[Begin Records]
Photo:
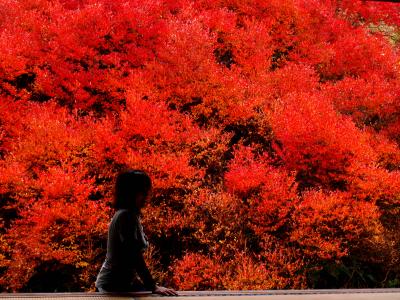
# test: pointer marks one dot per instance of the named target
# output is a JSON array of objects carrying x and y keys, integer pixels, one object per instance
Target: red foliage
[{"x": 270, "y": 130}]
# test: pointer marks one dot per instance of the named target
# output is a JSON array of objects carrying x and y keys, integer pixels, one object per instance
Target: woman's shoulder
[{"x": 125, "y": 215}]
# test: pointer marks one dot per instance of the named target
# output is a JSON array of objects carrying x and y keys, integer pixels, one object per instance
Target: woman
[{"x": 126, "y": 239}]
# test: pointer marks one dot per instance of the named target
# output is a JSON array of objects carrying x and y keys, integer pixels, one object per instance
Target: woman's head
[{"x": 132, "y": 188}]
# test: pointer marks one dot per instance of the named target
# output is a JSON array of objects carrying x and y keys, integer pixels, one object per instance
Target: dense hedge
[{"x": 271, "y": 131}]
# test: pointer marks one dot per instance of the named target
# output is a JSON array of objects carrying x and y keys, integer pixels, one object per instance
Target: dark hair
[{"x": 127, "y": 185}]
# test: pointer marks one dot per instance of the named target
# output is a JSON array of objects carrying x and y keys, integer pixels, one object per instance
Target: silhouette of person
[{"x": 126, "y": 240}]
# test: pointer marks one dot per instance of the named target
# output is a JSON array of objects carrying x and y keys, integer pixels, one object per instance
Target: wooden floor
[{"x": 351, "y": 294}]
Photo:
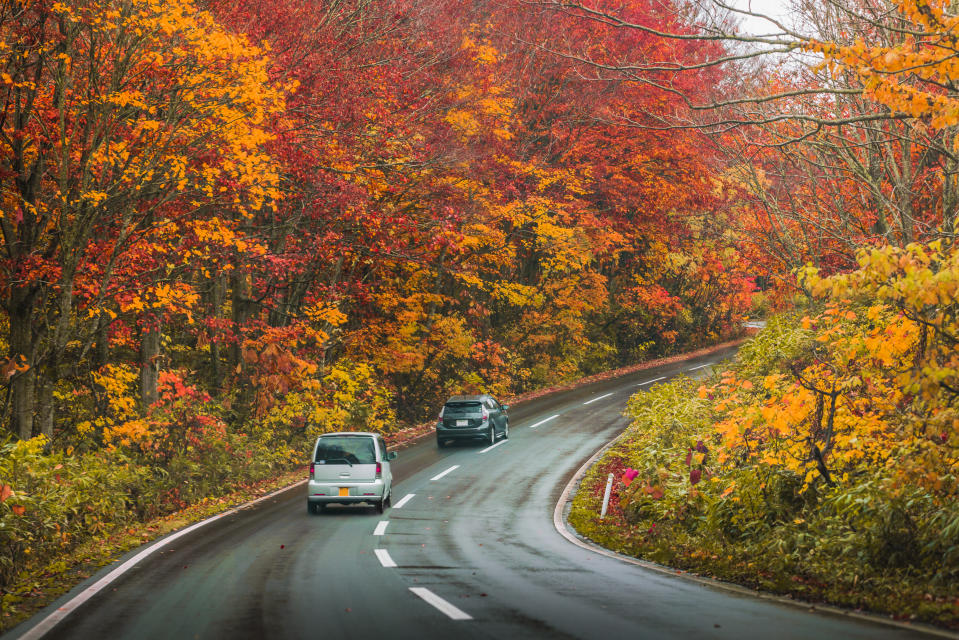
[End Records]
- Exercise aim: How many lines in the items above contain the word "woman"? Reply with the number alone.

- Solution for this task: 3